══ STUDY MATERIAL ══

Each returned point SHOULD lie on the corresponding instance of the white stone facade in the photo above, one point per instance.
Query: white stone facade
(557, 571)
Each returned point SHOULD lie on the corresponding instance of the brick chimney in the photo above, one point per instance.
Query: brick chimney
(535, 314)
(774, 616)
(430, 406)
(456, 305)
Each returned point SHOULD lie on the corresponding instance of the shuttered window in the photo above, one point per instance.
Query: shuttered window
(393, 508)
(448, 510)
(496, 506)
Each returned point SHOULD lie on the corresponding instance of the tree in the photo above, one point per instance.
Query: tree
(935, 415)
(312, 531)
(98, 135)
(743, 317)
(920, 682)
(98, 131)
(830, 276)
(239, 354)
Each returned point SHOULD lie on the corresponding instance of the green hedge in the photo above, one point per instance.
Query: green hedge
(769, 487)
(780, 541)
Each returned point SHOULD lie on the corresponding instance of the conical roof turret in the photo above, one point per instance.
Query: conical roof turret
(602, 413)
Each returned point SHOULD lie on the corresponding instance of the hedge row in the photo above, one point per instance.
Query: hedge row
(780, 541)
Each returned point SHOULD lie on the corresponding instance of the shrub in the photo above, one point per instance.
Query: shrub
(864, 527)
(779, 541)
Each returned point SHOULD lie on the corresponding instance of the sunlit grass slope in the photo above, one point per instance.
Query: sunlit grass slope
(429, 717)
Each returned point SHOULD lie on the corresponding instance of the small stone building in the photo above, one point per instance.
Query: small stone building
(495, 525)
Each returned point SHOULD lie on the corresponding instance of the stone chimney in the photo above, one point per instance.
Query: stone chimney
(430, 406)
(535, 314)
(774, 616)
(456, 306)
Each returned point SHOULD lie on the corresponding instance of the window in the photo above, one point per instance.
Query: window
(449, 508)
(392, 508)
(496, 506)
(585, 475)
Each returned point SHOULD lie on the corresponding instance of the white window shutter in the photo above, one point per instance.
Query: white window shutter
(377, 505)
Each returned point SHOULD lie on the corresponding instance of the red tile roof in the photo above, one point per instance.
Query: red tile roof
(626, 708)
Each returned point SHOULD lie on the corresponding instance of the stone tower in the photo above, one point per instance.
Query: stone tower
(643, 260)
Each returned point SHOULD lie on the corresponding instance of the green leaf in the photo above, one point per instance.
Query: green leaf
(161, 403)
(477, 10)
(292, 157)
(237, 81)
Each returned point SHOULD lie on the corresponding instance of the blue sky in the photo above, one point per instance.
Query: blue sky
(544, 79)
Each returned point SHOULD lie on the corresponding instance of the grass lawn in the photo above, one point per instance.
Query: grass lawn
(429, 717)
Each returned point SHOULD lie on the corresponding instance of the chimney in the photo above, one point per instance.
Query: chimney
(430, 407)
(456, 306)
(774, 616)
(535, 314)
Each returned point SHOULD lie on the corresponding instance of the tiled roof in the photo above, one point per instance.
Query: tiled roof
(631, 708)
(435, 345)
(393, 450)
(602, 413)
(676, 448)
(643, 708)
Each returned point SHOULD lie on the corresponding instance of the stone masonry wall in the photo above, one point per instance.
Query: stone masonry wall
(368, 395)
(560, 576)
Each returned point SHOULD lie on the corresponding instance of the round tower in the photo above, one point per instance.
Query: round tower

═══

All of the data needs to be printed once more, exactly.

Each returned point SHOULD lie on the corresponding instance of the white stone facade in the photo above, one point per instance.
Query: white stone facade
(557, 571)
Each returned point SHOULD lie on the corresponding instance of the brick chimney in the photo above, one point per instance.
Query: brick chimney
(535, 314)
(774, 616)
(430, 406)
(456, 305)
Each returned point SHOULD lie on the corresponding instance of the shuttered window in the photo above, one point per instance.
Query: shuttered window
(393, 508)
(448, 510)
(496, 506)
Each returned point SHOULD lie on the corresponding instance of the tree in the photo above, one point per instance.
Query: tree
(935, 415)
(312, 531)
(98, 135)
(743, 317)
(920, 682)
(98, 131)
(830, 276)
(239, 354)
Each returned point SHOULD lie on the corresponding instance of the green hedge in the photo above, one point per instance.
Query: green hedge
(769, 487)
(780, 541)
Each returned point SHOULD lie on the corresponding instance of the conical roof turret in the photo above, one point per instance.
Query: conical roof turret
(602, 413)
Each returned point SHOULD lie on the corresponding instance of the hedge row in the photo above, one point per instance.
Query: hedge row
(780, 541)
Each returned point SHOULD lie on the corresponding instance of the shrub in the photo above, one point per instance.
Query: shrub
(864, 527)
(779, 541)
Each returned point SHOULD lie on the corresponding instance of the sunlit grass slope in the photo above, one point per instance.
Query: sunlit grass slope
(429, 717)
Each returned point SHOULD lie on the corresponding instance of the small stone building in the photo above, one point per instance.
Query: small stone building
(495, 525)
Each returned point SHOULD lie on the corresponding instance of the stone chimney in the photo above, one point per instance.
Query: stone chimney
(430, 406)
(535, 314)
(774, 616)
(456, 306)
Each returned point SHOULD lie on the corresponding instance of the window in the photo above, one point per instance.
Query: window
(449, 508)
(392, 508)
(496, 506)
(585, 475)
Each returned point SHOULD lie on the corresponding instance of the white window shutter in the photo above, one point per instance.
Query: white window shutter
(377, 505)
Each returned point SHOULD lie on the corresponding instance of the red tile roof in the photo above, one point per instance.
Query: red tile roof
(626, 708)
Each returned point SHOULD lie on the corresponding instance of the stone tower in the photo above, one point per instance.
Query: stone tower
(643, 260)
Each returned point SHOULD lie on the corresponding instance of the green leaf in the photo above, one point per instance.
Query: green leaf
(161, 403)
(477, 10)
(292, 157)
(237, 81)
Each returned point SHOULD lie on the corresponding instance of the blue sky in the photo above, one point per instance.
Query: blue sky
(544, 79)
Each returned point SHOULD lie on the corresponding instance of the grass lawn in the photo above, one point per instance.
Query: grass lawn
(429, 717)
Each returned point SHOULD lie on the corresponding instance of the chimney in the photo above, one point per instance.
Query: chimney
(430, 407)
(456, 306)
(774, 616)
(535, 314)
Each returned point SHOULD lie on the corresponding instance of the tiled roof in the photo above, one point per instance.
Query: tiled roof
(631, 708)
(435, 345)
(393, 450)
(602, 413)
(676, 448)
(643, 708)
Each returned point SHOULD lie on the corresponding instance of the stone masonry wall in the photo above, one point per instance.
Query: stone masonry wall
(368, 395)
(560, 576)
Each returned point SHOULD lie on the corresponding instance of the round tower in the photo above, one point per instance.
Query: round tower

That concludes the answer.